## WHAT IS NEEDED:
Format the records from the start up to and including the line containing "3;66;624;226" as a two-column CSV with the headers prompt_text and box_answer. Give one row per record, with each field in double quotes and every line break turned into a space.

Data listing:
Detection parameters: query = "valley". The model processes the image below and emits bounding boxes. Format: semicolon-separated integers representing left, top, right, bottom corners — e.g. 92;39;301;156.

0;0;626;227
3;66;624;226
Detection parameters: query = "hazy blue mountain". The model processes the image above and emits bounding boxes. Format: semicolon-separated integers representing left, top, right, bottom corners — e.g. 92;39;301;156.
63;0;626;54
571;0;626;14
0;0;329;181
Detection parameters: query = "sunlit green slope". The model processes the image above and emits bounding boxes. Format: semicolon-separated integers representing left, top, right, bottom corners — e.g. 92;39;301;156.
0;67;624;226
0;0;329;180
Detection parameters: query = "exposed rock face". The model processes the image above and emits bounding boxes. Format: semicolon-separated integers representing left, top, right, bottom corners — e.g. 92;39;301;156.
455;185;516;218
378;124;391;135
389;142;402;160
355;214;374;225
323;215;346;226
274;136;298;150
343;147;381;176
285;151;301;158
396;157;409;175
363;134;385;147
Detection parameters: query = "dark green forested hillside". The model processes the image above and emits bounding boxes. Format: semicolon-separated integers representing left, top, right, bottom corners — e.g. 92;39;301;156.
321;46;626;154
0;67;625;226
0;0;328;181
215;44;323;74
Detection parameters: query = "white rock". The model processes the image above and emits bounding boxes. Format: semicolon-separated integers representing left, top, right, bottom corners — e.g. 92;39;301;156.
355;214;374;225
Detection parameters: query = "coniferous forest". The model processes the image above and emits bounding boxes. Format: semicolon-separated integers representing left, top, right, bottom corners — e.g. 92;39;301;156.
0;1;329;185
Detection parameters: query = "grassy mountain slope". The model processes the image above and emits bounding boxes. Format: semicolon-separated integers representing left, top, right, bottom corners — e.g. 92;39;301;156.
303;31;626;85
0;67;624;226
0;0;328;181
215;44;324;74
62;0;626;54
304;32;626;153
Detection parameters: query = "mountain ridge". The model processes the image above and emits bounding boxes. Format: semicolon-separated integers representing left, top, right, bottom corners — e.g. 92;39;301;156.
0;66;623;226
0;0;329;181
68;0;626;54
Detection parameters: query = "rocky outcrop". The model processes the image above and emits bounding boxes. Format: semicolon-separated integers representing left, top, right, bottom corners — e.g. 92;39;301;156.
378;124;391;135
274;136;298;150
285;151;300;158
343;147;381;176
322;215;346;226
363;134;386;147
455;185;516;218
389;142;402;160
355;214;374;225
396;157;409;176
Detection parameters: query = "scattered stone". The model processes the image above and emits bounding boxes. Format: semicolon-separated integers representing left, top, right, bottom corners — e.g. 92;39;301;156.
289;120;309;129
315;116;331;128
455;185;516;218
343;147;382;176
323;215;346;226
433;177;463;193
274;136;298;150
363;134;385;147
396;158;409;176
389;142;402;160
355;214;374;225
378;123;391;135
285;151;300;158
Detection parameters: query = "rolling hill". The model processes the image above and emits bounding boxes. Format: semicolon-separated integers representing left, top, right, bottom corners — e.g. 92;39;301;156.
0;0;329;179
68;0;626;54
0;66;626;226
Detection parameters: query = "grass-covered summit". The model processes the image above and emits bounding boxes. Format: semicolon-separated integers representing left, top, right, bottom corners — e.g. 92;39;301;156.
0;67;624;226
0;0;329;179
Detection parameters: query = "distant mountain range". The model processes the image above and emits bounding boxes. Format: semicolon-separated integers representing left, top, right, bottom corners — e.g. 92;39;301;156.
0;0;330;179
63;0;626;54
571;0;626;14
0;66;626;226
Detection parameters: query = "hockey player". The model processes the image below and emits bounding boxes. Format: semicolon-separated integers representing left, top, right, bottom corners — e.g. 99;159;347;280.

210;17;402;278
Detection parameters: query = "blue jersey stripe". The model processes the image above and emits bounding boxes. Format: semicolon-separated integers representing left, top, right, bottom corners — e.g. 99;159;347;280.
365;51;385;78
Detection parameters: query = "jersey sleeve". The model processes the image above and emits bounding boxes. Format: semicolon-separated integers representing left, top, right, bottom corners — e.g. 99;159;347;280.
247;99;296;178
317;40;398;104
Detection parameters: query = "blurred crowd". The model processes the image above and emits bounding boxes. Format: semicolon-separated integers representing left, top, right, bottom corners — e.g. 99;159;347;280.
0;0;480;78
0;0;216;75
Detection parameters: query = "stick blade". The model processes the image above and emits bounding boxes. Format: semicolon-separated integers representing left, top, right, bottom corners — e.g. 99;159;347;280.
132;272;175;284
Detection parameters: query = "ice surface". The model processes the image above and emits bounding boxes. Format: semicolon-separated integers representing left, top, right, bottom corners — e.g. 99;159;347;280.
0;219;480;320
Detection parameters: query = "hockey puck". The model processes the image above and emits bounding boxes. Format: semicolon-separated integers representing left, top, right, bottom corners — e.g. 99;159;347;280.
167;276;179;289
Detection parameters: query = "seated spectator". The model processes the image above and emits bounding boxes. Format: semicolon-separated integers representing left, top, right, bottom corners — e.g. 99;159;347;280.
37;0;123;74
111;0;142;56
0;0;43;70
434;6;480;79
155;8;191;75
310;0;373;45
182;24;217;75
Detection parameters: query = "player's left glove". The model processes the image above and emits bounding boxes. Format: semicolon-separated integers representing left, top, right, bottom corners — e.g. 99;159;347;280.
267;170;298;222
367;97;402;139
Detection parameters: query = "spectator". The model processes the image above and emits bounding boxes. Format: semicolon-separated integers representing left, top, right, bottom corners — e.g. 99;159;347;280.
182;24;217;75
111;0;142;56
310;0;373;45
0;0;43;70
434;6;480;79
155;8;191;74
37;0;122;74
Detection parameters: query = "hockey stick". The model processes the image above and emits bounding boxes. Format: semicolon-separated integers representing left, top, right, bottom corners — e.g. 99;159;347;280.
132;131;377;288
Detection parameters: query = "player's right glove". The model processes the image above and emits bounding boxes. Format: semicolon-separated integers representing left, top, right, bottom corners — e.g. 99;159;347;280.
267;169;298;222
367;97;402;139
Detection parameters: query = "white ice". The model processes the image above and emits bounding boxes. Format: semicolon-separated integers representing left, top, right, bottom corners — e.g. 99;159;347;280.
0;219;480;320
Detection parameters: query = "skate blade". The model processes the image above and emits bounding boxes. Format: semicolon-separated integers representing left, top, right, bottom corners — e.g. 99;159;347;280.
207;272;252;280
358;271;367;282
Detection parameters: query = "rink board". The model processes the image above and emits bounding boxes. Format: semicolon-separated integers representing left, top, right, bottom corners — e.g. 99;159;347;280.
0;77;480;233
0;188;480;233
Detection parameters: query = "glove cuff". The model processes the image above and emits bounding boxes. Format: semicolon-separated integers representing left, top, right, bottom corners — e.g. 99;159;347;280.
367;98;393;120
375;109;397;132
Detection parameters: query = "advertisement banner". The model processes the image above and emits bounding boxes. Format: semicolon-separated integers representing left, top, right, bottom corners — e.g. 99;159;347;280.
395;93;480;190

## ANSWER TO THIS EXERCISE:
prompt_text,box_answer
"Detection parameters: query = ""valley"". The model processes the image below and emits bounding boxes. Format: semicolon-separated integers representing left, top, right, bottom corners — e.g. 92;39;301;156.","0;0;626;227 3;66;624;226"